Provided data
BEGIN

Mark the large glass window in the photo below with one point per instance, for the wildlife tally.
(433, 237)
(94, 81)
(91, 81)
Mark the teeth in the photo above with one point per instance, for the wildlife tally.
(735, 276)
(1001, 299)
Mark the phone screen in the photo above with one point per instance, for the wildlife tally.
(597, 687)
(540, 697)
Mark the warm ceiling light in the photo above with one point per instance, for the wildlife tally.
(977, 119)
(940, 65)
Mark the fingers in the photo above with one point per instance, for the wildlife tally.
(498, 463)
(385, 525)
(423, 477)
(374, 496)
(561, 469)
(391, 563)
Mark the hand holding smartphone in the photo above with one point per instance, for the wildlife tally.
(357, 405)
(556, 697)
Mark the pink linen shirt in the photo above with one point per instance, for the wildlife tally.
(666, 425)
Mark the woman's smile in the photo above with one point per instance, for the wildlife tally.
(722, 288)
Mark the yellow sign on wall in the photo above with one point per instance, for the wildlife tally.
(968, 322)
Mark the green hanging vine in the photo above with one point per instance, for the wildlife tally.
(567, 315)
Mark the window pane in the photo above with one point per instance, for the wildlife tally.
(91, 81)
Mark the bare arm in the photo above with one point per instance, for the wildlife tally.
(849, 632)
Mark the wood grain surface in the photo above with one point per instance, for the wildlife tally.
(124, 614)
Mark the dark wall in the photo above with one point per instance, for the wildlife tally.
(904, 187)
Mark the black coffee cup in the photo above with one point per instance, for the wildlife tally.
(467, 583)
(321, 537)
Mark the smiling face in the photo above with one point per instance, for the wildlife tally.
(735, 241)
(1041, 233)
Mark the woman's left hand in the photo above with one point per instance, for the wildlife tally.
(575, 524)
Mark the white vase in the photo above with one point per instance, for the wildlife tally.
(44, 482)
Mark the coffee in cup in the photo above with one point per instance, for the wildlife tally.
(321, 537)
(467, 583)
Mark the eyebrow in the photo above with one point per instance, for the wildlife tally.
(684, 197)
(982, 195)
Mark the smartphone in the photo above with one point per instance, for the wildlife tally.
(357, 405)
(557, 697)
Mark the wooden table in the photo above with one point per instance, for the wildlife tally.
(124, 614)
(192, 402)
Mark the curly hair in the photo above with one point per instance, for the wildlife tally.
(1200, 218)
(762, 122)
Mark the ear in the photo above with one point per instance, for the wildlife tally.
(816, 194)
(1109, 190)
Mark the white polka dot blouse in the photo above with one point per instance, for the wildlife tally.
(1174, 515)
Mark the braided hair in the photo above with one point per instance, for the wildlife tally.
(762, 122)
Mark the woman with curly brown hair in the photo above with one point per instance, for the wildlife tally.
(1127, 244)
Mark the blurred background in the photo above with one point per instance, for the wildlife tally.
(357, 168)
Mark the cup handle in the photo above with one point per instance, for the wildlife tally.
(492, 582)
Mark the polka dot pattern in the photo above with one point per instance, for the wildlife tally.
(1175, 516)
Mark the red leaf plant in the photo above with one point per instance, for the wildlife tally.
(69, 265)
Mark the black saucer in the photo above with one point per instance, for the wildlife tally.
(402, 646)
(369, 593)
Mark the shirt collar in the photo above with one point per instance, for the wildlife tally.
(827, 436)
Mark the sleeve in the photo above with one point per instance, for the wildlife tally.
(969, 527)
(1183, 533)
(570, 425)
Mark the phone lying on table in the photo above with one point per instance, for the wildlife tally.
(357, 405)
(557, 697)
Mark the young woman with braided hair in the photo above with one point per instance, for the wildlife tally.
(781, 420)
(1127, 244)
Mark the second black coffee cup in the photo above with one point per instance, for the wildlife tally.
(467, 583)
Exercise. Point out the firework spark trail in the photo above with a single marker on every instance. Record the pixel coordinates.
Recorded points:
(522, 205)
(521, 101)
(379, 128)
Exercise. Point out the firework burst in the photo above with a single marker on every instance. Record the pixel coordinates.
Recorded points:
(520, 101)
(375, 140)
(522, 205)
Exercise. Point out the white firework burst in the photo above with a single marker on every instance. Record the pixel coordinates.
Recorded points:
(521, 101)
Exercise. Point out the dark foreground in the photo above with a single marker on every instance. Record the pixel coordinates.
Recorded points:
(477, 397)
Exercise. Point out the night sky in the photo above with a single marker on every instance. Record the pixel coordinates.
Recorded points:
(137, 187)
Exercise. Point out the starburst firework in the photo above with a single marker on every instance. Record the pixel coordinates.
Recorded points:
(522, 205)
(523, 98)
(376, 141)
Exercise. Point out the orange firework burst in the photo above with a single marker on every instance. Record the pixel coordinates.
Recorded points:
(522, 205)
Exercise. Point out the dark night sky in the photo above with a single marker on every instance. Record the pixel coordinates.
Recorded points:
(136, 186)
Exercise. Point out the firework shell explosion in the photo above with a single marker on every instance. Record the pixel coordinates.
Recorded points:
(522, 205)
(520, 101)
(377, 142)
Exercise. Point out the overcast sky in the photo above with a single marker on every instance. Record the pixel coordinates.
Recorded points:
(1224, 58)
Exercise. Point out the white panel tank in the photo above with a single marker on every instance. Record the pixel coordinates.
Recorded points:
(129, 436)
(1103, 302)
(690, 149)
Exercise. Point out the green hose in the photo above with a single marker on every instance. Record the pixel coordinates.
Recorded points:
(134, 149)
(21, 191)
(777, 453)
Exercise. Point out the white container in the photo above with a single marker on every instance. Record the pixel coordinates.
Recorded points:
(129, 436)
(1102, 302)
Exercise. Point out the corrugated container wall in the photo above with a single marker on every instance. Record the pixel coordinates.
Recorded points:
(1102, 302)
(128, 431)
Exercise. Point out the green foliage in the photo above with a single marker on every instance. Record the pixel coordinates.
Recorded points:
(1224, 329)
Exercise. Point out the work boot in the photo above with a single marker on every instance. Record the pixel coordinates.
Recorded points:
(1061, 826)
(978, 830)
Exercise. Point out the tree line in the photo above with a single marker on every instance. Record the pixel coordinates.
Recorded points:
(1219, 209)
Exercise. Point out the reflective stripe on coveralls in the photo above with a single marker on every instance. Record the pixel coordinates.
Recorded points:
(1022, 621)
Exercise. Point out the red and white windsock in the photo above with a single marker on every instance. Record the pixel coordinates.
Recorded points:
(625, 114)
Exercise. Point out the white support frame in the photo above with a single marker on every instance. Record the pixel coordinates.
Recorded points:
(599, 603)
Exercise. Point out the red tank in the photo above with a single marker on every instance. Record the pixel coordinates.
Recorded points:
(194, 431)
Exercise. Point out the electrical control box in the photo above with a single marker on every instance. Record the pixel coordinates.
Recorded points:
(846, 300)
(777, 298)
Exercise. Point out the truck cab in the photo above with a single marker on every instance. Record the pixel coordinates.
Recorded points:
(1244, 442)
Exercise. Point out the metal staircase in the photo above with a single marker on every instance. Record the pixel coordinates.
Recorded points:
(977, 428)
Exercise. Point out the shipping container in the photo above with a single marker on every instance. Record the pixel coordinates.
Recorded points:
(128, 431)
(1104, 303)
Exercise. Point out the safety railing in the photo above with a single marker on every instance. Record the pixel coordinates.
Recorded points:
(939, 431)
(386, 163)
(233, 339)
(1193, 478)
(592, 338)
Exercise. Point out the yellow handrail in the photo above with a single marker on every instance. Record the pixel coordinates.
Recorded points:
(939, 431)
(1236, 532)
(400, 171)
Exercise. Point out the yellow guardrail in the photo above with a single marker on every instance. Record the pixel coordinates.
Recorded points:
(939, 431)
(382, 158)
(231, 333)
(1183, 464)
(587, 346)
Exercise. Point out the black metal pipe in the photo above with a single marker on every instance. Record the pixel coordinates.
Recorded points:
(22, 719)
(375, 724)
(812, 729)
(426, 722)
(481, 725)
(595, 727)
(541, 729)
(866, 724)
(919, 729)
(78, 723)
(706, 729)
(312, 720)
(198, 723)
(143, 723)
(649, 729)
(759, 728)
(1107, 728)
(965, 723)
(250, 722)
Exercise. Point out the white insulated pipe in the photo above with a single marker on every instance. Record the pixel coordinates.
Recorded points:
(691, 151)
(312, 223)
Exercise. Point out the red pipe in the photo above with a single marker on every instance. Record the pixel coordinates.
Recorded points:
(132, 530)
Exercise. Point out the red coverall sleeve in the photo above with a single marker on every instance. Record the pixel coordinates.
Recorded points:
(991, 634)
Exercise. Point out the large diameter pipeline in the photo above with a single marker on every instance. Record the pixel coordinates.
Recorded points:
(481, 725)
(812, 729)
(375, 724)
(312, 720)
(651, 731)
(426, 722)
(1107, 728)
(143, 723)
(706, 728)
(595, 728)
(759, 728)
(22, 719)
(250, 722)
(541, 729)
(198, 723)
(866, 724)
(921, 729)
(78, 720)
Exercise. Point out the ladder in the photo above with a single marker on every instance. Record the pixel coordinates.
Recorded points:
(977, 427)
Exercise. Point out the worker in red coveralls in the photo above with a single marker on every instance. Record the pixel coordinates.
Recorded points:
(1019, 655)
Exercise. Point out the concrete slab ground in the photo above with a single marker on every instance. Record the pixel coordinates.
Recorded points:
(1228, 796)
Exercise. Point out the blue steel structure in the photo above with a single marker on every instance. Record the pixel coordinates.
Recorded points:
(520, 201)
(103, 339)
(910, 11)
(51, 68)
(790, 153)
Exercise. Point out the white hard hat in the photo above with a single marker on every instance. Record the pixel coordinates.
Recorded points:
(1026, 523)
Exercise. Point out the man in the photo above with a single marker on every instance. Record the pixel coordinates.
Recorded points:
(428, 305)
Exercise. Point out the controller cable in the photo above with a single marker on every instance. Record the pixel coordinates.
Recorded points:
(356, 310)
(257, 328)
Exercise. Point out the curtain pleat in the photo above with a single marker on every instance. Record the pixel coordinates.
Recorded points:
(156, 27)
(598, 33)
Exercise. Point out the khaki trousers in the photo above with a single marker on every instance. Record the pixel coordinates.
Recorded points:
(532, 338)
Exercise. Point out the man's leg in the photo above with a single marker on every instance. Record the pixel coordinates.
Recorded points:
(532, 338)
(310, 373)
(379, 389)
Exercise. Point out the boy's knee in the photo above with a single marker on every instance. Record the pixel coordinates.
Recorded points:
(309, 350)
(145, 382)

END

Description of the task
Among the records above, find each line holding the string "night" and pull it out.

Written answer
Exercise. Point out the night sky in the photo above with a single marker on every instance. Record the pixel coordinates.
Exercise. Point out the dark night sky in the photo above with a single marker on every instance. Record the pixel coordinates.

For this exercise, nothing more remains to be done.